▶ _Consigne_: D'après le texte fourni, quel montant de pension Médavy reçut-il ?

▶ _Texte fourni_:
--- --- ---

Sur la fin d'avril, Vaudemont et Médavy arrivèrent à Suse avec près de vingt mille hommes tant des troupes du roi que de celles du roi d'Espagne. Le 9 mai, c'est-à-dire le lendemain du détail de la bataille d'Almanza apporté par Bockley, Médavy arriva à Marly, et vint saluer le roi dans ses jardins, dont il fut très bien reçu, après quoi il le suivit chez Mme de Maintenon où il demeura une heure à lui rendre compte d'un pays et d'un retour qu'il devait entendre avec une grande peine. Le gouvernement de Nivernais venait de vaquer tout à propos; le roi le lui donna sans qu'il le demandât, quoiqu'il eût celui de Dunkerque, mais il l'avait acheté. On le fit repartir au bout d'un mois pour aller commander en chef en Savoie et en Dauphiné, avec deux lieutenants généraux et deux maréchaux de camp sous lui, et le traitement de général d'armée, quoique aux ordres du maréchal de Tessé qui y était déjà. Il eut de plus douze mille livres de pension. Le roi lui dit que c'était en attendant mieux, parce qu'il avait cru le gouvernement de Nivernais de trente-huit mille livres de rente, et qu'il se trouvait n'en valoir que douze mille. Ces grâces, contre l'ordinaire, ne furent enviées de personne, et chacun y applaudit avec grande raison.

Le prince de Vaudemont ne tarda pas après Médavy. Il s'arrêta dans une maison à quelques lieues de Paris, qu'un fermier général lui prêta, où Mlle de Lislebonne et Mme d'Espinoy ses nièces l'allèrent attendre, d'où elles le menèrent loger chez Mme de Lislebonne leur mère et sa soeur, près des filles de Sainte-Marie, de la rue Saint-Antoine, à l'hôtel de Mayenne, maison précieuse aux Lorrains pour avoir appartenu au fameux chef de la Ligue dont ils lui ont chèrement conservé le nom, les armes et l'inscription au-dessus de la porte, et où est une chambre dans laquelle furent enfantées les dernières horreurs de la Ligue, l'assassinat d'Henri III et le projet de l'élection solidaire de l'infante d'Espagne et du fils du duc de Mayenne pour roi et reine de France, en les mariant et en excluant à jamais Henri IV et toute la maison de Bourbon. Cette chambre s'appelle encore aujourd'hui la chambre de la Ligue, dont rien n'a été changé depuis par le respect et l'amour qu'on lui porte. Ce fut là que, sous prétexte de repos, M. de Vaudemont acheva de se concerter avec sa soeur et ses nièces.

--- --- ---

(Extraits de données d'annotation de lieux)

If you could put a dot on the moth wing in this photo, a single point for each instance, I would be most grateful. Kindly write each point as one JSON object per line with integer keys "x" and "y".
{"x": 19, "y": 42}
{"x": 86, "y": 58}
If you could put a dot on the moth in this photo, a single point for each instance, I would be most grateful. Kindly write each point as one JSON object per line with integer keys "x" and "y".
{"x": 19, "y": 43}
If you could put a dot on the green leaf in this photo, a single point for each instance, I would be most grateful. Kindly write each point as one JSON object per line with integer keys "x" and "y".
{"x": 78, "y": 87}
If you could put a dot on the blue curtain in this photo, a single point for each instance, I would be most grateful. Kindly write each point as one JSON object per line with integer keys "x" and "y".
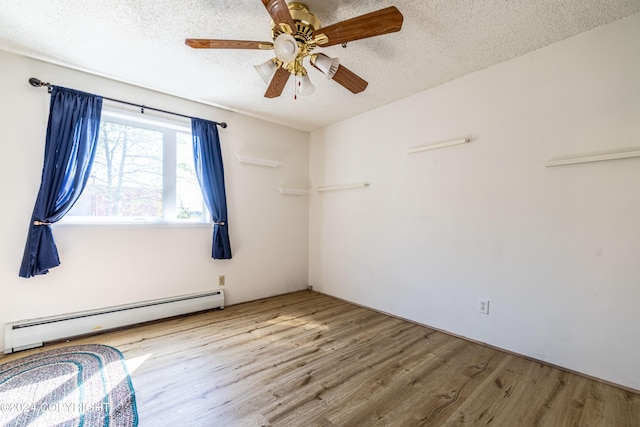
{"x": 72, "y": 134}
{"x": 210, "y": 172}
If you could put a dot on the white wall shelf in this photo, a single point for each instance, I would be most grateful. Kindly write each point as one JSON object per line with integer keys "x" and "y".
{"x": 592, "y": 158}
{"x": 260, "y": 161}
{"x": 343, "y": 186}
{"x": 293, "y": 191}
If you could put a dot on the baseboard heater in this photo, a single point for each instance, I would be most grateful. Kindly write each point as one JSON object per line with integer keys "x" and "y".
{"x": 32, "y": 333}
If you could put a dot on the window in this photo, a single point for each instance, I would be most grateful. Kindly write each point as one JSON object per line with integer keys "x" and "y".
{"x": 143, "y": 171}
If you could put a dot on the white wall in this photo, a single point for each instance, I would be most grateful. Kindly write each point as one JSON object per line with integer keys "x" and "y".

--- --- ---

▶ _Résultat_: Douze mille livres de pension.